• Set of tasks:
A. Can you output the biodetectors text from "Biodetectors, which are" up to and including "death (post-mortem samples)." with no changes?
B. Answer these about the biodetectors text:
(i) What does an immunosensor use as its biorecognition system?
(ii) Where are the researchers who developed the "bacillus microchip" based?
(iii) Which kinds of change are named as the most common measured parameters?

• Text excerpt:
□ □ □

Biodetectors

Biodetectors, which are used to detect the presence of biological material, can be used in forensics to detect microorganisms or some of their components in material and tissue recovered after death (post-mortem samples).

More specifically, biodetectors are analytical devices that combine the precision and selectivity of biological systems with the processing power of microelectronics. These detectors typically consist of a biological recognition system, usually enzymes or binding proteins immobilized on a surface acting as a physico-chemical transducer. One typical example of a biodetector is the immunosensor, which uses antibodies as the biorecognition system. In addition to enzymes and antibodies, the recognition systems can consist of nucleic acids, whole bacteria and other single-celled organisms, and even tissues of higher organisms. Specific interactions between the target molecule or analyte and the complementary biorecognition layer produce a detectable physicochemical change, which can then be measured by the detector.

The detection system can take many forms, depending upon the parameters being measured. Electrochemical, optical, mass, or thermal changes are the most common parameters providing both qualitative or quantitative data.

In recent years, the emphasis on measures to combat terrorism has led to the development of techniques that could be useful in forensic science. For example, a microarray of fluorescent labeled nucleic acids immobilized on a support has been developed by researchers at Argonne National Laboratory. The intended application for the "bacillus microchip" is the detection of Bacillus anthracis (the anthrax agent). It would distinguish B. anthracis from other related bacteria, such as B. thuringiensis, B. subtilis, and B. cereus and also indicate whether the organism is alive or dead by detecting DNA when there are no RNA matches. However, the same technique could be applied to the detection of other microorganisms in post-mortem samples.

□ □ □

• Records shown:
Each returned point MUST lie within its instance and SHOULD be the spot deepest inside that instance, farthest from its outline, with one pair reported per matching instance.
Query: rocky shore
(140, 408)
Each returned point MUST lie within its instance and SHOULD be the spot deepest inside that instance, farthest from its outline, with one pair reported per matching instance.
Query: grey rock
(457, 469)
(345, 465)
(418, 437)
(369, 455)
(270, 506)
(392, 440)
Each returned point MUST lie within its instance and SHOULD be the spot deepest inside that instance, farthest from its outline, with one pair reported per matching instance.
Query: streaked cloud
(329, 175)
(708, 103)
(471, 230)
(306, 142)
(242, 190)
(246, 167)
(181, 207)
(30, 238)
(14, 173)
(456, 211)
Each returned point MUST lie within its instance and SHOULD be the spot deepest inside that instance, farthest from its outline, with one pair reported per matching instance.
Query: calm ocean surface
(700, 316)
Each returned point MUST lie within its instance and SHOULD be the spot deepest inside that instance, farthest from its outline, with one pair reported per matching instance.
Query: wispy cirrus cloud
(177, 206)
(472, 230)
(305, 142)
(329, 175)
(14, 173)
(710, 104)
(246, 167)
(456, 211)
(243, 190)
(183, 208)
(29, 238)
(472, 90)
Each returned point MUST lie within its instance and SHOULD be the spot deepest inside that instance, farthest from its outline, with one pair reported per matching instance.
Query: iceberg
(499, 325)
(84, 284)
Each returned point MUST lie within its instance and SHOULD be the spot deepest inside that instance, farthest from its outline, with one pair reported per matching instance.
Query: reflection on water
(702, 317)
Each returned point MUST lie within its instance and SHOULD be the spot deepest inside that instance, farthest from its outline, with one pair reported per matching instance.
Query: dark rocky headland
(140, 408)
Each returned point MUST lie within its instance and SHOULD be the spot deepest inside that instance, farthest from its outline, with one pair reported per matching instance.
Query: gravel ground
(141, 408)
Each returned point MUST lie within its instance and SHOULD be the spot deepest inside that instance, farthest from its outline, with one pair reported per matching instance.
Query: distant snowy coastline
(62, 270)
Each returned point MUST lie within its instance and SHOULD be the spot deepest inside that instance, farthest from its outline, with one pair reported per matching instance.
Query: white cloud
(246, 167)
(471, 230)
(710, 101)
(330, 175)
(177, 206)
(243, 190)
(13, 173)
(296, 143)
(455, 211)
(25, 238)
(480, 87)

□ □ □

• List of solutions:
A.
Biodetectors, which are used to detect the presence of biological material, can be used in forensics to detect microorganisms or some of their components in material and tissue recovered after death (post-mortem samples).

B.
(i) Antibodies.
(ii) Argonne National Laboratory.
(iii) Electrochemical, optical, mass, and thermal changes.